(Excerpts of annotation records)
◆ ◆ ◆

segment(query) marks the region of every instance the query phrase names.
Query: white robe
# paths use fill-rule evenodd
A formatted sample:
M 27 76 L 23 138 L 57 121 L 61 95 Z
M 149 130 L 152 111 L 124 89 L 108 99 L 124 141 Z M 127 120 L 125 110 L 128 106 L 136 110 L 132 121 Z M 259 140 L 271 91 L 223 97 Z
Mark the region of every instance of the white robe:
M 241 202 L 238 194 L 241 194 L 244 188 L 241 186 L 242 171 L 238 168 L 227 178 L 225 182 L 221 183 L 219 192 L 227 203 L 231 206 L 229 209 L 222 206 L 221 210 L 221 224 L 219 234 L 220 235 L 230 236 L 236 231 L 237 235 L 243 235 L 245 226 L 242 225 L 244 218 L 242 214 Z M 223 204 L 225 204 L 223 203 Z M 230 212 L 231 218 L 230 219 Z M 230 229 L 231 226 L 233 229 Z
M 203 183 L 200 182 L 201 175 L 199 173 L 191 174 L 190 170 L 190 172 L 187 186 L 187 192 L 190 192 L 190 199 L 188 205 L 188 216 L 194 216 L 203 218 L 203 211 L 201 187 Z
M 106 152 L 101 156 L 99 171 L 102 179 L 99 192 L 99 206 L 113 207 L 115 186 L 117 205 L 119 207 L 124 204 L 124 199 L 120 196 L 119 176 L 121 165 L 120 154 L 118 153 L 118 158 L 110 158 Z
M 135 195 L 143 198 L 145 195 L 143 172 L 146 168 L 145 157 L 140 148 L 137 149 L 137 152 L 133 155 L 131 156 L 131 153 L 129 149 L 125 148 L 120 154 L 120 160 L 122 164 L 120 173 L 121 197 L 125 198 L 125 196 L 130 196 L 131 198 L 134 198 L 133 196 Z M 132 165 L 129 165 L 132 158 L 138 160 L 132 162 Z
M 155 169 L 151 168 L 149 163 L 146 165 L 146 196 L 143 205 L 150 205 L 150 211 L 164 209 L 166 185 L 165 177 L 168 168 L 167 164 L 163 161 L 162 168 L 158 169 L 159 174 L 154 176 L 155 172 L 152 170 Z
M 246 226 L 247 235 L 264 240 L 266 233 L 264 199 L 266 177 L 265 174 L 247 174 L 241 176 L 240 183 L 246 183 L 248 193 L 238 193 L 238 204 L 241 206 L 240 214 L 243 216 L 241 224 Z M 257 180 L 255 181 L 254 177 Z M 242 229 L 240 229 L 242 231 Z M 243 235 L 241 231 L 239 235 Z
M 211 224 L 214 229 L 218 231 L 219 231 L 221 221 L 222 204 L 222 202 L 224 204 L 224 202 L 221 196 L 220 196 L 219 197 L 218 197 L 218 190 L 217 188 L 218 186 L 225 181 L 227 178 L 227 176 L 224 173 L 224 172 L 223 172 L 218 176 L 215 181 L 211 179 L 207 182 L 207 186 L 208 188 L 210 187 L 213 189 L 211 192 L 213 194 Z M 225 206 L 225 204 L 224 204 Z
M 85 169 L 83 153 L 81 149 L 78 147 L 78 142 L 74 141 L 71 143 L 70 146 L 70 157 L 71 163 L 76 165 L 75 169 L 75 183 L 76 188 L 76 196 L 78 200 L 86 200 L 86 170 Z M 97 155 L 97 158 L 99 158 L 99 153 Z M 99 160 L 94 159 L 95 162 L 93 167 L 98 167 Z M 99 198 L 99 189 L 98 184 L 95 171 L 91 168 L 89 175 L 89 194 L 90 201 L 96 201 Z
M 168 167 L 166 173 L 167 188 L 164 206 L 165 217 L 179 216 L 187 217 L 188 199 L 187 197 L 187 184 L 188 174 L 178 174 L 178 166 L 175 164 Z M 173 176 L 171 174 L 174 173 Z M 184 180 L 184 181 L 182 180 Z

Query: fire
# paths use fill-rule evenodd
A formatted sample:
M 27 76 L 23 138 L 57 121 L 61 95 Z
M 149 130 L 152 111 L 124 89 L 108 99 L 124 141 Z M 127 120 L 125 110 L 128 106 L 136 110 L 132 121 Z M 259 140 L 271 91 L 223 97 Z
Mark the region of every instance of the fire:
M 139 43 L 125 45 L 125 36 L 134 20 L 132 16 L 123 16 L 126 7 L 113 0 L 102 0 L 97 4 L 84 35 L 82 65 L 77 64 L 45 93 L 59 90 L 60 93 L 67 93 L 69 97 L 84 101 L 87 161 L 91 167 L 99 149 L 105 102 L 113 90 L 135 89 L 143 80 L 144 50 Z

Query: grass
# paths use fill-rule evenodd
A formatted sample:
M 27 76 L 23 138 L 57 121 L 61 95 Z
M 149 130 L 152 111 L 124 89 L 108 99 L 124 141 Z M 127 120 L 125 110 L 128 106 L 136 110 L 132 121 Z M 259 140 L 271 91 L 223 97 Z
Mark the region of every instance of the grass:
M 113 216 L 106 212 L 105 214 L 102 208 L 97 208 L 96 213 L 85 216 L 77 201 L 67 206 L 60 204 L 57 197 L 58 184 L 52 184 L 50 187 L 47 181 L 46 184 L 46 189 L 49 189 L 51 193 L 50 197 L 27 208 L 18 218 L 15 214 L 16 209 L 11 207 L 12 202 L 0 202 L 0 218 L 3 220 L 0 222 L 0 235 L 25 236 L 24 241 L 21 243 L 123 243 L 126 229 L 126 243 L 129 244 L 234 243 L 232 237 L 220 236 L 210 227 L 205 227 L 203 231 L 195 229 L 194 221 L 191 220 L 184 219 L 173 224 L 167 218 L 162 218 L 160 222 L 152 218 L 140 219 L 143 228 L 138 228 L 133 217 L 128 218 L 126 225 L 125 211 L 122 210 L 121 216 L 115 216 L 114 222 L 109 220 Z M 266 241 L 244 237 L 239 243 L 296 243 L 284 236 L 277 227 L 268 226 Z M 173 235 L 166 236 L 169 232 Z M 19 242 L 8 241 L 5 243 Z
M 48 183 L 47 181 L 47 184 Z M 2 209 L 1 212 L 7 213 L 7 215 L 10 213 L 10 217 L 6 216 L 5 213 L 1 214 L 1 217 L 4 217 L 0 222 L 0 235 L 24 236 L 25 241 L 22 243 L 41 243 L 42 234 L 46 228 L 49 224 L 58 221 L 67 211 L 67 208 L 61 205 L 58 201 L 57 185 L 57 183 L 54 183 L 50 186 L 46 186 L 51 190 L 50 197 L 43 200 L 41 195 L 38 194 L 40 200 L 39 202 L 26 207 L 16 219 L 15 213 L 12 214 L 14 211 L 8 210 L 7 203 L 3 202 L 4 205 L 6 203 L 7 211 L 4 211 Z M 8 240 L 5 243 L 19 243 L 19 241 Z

◆ ◆ ◆

#### Instruction
Please reproduce everything from the start of the items down to the line containing "M 241 202 L" in full, including that line, and offset every coordinate in the answers by adding 142 to it.

#### Solved problem
segment(query) marks the region of every instance the query phrase names.
Query: white robe
# paths use fill-rule evenodd
A formatted sample:
M 27 76 L 23 138 L 57 121 L 61 95 Z
M 149 130 L 152 111 L 124 89 L 108 99 L 124 141 Z M 127 120 L 125 110 L 128 106 L 136 110 L 132 121 Z M 259 140 L 271 91 L 223 97 Z
Mark the region of every instance of the white robe:
M 383 344 L 380 336 L 383 336 L 386 330 L 383 328 L 384 313 L 380 310 L 369 320 L 367 324 L 363 325 L 361 334 L 369 345 L 373 348 L 371 351 L 364 348 L 363 352 L 363 366 L 361 376 L 362 377 L 372 378 L 378 373 L 379 377 L 385 377 L 387 368 L 384 367 L 386 360 L 384 356 Z M 365 346 L 367 346 L 365 345 Z M 372 354 L 373 360 L 372 361 Z M 372 371 L 373 368 L 375 371 Z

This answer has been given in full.